_Supplied passage_
■ ■ ■ ■ ■
It’s possible that you’re correct – i.e., that the structured processes in your organization for communicating direction, gathering status, and following up with course corrections are ineffective, and that people are falling back on informal mechanisms to make up for the problem. However, rather than throwing up your hands in surrender, this is an opportunity to explore why the formal process is failing, and to see if you can fix that. Relying on informal chatter to achieve your business objectives isn’t just bad because it’s “damaging to the workers’ attention spans, productivity, creative thinking, and satisfaction,” but also because it means you’re abdicating your responsibility as a leader and relying on The Hope Method™ to make sure direction is being communicated accurately and followed. Surely, this must be the worst possible option.
■ ■ ■ ■ ■
_Source data_
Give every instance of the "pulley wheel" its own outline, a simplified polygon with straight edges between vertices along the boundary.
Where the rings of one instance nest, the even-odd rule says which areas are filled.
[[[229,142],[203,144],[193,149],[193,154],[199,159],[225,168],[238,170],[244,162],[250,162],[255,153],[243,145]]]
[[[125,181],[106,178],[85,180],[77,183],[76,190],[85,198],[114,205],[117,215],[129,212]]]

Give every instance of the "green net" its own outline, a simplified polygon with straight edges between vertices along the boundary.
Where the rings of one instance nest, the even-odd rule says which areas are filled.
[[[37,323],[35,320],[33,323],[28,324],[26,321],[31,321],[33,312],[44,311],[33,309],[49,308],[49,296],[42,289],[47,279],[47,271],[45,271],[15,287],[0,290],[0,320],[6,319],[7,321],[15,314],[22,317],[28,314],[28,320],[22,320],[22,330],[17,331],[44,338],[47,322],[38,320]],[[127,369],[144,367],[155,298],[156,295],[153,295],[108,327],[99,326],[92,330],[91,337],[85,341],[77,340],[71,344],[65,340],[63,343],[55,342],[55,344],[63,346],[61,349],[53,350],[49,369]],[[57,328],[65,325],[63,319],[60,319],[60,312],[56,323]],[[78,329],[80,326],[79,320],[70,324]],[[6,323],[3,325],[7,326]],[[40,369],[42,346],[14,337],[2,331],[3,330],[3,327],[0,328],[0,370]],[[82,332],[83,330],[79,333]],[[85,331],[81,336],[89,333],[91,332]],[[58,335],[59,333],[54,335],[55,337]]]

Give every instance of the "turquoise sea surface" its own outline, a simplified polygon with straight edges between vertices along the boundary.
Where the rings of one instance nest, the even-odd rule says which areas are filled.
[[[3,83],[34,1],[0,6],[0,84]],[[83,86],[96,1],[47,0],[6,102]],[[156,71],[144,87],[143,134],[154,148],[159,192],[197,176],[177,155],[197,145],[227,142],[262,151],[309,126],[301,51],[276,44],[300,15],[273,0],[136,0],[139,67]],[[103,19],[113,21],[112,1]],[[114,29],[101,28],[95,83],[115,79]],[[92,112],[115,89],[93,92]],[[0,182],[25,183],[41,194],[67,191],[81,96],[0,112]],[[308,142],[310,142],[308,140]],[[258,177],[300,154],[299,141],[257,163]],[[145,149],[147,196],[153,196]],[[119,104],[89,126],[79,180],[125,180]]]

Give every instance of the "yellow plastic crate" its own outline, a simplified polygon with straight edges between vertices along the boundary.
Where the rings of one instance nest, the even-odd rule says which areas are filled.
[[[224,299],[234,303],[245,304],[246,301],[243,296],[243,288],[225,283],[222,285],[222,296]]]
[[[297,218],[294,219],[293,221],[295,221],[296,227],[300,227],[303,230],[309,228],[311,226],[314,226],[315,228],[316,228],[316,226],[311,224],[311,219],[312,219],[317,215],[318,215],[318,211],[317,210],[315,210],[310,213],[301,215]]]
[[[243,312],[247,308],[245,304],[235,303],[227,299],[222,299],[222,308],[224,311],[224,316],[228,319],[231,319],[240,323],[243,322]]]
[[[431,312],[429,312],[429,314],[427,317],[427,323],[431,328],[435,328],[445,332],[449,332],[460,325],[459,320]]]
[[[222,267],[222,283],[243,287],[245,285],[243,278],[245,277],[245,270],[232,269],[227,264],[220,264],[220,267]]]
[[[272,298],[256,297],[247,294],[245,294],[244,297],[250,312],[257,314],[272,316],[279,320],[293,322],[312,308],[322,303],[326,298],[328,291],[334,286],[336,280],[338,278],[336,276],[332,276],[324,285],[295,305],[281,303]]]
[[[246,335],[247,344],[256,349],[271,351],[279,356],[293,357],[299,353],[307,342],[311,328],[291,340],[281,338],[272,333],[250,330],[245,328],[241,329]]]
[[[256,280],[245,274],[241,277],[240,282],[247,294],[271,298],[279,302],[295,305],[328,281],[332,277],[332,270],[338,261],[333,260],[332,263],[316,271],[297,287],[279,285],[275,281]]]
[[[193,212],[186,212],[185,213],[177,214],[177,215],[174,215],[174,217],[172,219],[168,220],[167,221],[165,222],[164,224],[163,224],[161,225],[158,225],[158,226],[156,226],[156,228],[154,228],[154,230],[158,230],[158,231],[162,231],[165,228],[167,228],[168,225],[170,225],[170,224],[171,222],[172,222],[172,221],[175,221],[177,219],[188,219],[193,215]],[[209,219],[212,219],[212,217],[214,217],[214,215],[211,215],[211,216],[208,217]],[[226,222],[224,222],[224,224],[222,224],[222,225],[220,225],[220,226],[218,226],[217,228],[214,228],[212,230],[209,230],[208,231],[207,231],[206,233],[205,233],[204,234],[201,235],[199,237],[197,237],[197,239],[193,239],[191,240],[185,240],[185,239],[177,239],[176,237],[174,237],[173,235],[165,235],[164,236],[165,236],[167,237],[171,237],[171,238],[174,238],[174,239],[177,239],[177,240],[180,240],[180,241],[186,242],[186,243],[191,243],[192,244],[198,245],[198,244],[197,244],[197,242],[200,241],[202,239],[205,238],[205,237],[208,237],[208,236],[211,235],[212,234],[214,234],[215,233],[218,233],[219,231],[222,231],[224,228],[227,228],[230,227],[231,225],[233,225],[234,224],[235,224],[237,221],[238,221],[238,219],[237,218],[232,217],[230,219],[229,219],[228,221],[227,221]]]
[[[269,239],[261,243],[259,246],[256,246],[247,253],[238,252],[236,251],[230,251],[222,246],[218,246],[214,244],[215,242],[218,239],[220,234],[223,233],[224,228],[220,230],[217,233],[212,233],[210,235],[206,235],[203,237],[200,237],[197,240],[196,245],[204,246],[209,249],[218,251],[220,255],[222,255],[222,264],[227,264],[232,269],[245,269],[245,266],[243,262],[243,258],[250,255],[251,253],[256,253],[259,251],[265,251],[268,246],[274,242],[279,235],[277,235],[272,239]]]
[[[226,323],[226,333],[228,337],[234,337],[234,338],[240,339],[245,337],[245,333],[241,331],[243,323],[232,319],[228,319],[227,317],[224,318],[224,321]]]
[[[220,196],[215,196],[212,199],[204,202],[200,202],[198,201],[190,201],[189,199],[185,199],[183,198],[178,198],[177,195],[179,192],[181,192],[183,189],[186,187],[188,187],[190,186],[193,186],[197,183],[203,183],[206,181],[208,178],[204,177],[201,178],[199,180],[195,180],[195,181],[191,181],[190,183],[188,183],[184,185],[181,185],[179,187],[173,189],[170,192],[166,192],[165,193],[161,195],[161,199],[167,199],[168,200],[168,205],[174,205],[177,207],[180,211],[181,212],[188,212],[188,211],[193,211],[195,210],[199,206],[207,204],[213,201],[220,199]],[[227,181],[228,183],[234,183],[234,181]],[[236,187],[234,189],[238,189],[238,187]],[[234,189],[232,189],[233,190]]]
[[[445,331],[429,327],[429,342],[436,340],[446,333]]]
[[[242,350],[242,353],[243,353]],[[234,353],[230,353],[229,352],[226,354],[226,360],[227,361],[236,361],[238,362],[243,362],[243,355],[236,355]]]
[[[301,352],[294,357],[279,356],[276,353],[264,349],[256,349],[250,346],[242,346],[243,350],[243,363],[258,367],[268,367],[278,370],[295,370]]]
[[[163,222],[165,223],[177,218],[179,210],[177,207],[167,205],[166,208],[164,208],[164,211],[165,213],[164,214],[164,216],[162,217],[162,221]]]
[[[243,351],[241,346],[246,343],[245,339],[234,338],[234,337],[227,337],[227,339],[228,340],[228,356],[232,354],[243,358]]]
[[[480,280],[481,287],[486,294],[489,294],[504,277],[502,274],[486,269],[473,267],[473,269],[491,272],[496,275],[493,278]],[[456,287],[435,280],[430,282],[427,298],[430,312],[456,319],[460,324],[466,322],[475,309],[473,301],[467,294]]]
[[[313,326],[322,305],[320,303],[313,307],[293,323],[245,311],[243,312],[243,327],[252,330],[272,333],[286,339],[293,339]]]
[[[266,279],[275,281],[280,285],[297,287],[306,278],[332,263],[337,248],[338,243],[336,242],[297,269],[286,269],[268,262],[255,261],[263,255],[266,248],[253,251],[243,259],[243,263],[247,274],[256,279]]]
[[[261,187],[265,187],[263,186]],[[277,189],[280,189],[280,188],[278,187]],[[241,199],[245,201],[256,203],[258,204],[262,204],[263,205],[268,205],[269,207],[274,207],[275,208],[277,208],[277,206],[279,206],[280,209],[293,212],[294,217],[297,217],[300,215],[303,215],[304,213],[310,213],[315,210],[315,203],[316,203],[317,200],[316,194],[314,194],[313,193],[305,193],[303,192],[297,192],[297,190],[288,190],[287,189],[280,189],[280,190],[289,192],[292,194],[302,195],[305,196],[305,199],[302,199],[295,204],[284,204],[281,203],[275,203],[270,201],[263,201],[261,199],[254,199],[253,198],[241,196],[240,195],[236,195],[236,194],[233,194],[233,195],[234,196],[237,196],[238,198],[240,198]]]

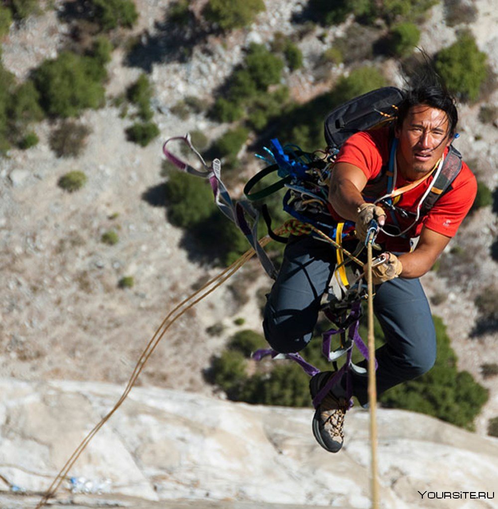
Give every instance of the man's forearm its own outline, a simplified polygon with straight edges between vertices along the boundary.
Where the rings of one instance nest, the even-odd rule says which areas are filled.
[[[358,208],[365,203],[358,188],[347,180],[330,183],[328,201],[341,217],[350,221],[356,220]]]
[[[430,270],[437,259],[428,253],[416,250],[412,252],[400,254],[398,257],[403,265],[400,274],[401,277],[413,279],[420,277]]]

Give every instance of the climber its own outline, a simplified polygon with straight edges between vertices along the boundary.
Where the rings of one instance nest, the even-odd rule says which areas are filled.
[[[357,240],[348,248],[364,242],[374,219],[380,226],[376,243],[389,257],[372,272],[374,313],[386,341],[376,351],[379,394],[426,373],[435,360],[435,332],[419,278],[456,234],[477,191],[475,177],[451,145],[457,120],[455,99],[444,87],[416,86],[404,92],[394,126],[351,136],[331,171],[334,219],[355,223]],[[437,202],[427,205],[429,195]],[[311,236],[289,239],[265,308],[263,328],[274,350],[297,352],[311,340],[336,259],[330,244]],[[312,398],[333,376],[326,371],[312,378]],[[355,372],[351,377],[352,394],[367,406],[368,378]],[[349,400],[343,377],[316,408],[314,434],[330,452],[342,446]]]

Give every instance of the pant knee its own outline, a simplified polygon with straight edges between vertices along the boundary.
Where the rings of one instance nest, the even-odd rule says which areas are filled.
[[[276,316],[271,304],[266,303],[263,330],[270,346],[280,353],[294,353],[302,350],[311,341],[311,332],[297,334],[292,320]]]

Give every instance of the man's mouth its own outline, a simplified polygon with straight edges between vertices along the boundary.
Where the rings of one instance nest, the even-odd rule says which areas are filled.
[[[428,161],[431,158],[430,153],[415,152],[413,156],[417,161]]]

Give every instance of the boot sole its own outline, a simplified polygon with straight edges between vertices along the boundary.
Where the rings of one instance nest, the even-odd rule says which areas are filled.
[[[322,373],[318,376],[313,377],[310,380],[310,393],[311,394],[312,399],[314,398],[315,396],[320,391],[320,387],[322,385],[321,383],[322,381],[328,379],[329,376],[329,373]],[[311,429],[313,430],[313,436],[315,437],[315,439],[328,452],[339,452],[342,447],[342,444],[340,444],[338,442],[336,442],[337,446],[332,447],[327,445],[323,441],[323,439],[322,438],[321,434],[320,433],[320,411],[317,409],[315,411],[315,415],[313,415],[313,419],[311,422]]]

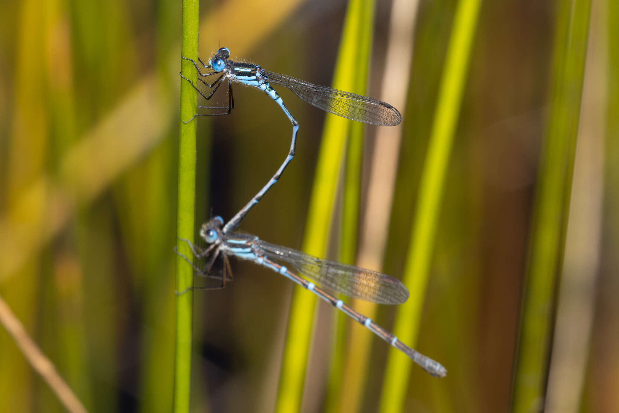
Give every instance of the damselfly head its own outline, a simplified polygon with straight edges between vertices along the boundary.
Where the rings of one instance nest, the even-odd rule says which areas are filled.
[[[217,215],[213,217],[208,222],[202,224],[200,228],[200,237],[209,244],[212,244],[219,238],[223,219]]]

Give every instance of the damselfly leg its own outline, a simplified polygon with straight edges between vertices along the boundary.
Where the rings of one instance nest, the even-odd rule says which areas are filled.
[[[215,246],[210,245],[209,247],[206,250],[202,250],[199,246],[197,245],[194,245],[193,243],[189,240],[186,240],[183,238],[179,238],[181,241],[184,241],[189,246],[189,248],[191,250],[191,252],[193,253],[194,256],[195,256],[198,259],[203,258],[205,256],[208,255],[211,251],[213,251]],[[182,295],[189,290],[220,290],[225,288],[227,281],[232,281],[233,280],[233,276],[232,275],[232,267],[230,266],[230,259],[227,256],[225,255],[222,255],[222,259],[223,262],[223,268],[221,270],[222,274],[212,274],[210,272],[211,269],[213,267],[213,264],[215,263],[215,260],[217,257],[220,256],[220,250],[219,249],[215,250],[215,251],[211,254],[210,256],[209,257],[208,261],[207,261],[206,264],[205,265],[204,269],[196,265],[191,259],[187,258],[183,253],[180,252],[177,249],[176,246],[174,247],[174,252],[175,252],[179,256],[182,258],[186,261],[187,261],[194,269],[194,274],[199,277],[204,277],[206,278],[215,279],[218,280],[221,280],[222,284],[220,285],[215,286],[207,286],[207,287],[189,287],[183,291],[179,292],[178,291],[175,292],[176,295]]]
■ ■ ■ ■ ■
_What to do_
a – Answer these questions from the leadership passage:
(i) What are people falling back on to make up for ineffective structured processes?
(ii) Instead of throwing up your hands, what is this an opportunity to do?
(iii) Besides its harm to workers, what does relying on informal chatter mean you are doing as a leader?
b – Write out the leadership passage from "It’s possible that" up to and including "worst possible option.".
The data has no connection to the leadership passage.

_Answers provided_
a –
(i) Informal mechanisms.
(ii) To explore why the formal process is failing, and to see if you can fix that.
(iii) Abdicating your responsibility as a leader and relying on The Hope Method™ to make sure direction is communicated accurately and followed.

b –
It’s possible that you’re correct – i.e., that the structured processes in your organization for communicating direction, gathering status, and following up with course corrections are ineffective, and that people are falling back on informal mechanisms to make up for the problem. However, rather than throwing up your hands in surrender, this is an opportunity to explore why the formal process is failing, and to see if you can fix that. Relying on informal chatter to achieve your business objectives isn’t just bad because it’s “damaging to the workers’ attention spans, productivity, creative thinking, and satisfaction,” but also because it means you’re abdicating your responsibility as a leader and relying on The Hope Method™ to make sure direction is being communicated accurately and followed. Surely, this must be the worst possible option.